### PROVIDED DATA
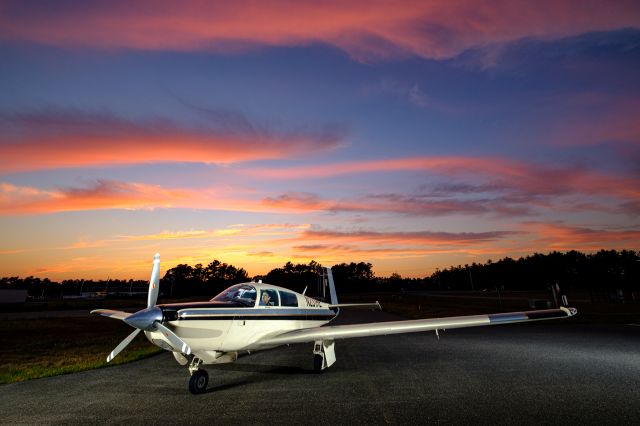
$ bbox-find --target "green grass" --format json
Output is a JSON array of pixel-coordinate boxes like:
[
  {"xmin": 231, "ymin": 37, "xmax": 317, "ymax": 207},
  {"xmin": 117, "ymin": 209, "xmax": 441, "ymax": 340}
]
[{"xmin": 0, "ymin": 313, "xmax": 162, "ymax": 383}]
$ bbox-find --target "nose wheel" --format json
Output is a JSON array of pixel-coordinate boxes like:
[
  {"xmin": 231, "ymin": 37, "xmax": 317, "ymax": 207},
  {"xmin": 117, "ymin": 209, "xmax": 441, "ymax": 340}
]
[{"xmin": 189, "ymin": 370, "xmax": 209, "ymax": 395}]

### AIM
Rewrite all the lines above as a JSON list of strings, one string per line, leaving out blank lines and the pictures.

### COMPLETE OUTPUT
[
  "$ bbox-find --target \"green grass\" --format json",
  "Output is a JSON array of pixel-coordinate boxes like:",
  "[",
  "  {\"xmin\": 231, \"ymin\": 37, \"xmax\": 317, \"ymax\": 207},",
  "  {\"xmin\": 117, \"ymin\": 209, \"xmax\": 441, \"ymax\": 340}",
  "]",
  "[{\"xmin\": 0, \"ymin\": 313, \"xmax\": 162, \"ymax\": 383}]",
  "$ bbox-find --target \"nose wheel\" --format json",
  "Output is a JSON array of pixel-coordinate boxes like:",
  "[",
  "  {\"xmin\": 231, \"ymin\": 37, \"xmax\": 317, \"ymax\": 207},",
  "  {\"xmin\": 117, \"ymin\": 209, \"xmax\": 441, \"ymax\": 340}",
  "]",
  "[{\"xmin\": 189, \"ymin\": 370, \"xmax\": 209, \"ymax\": 395}]"
]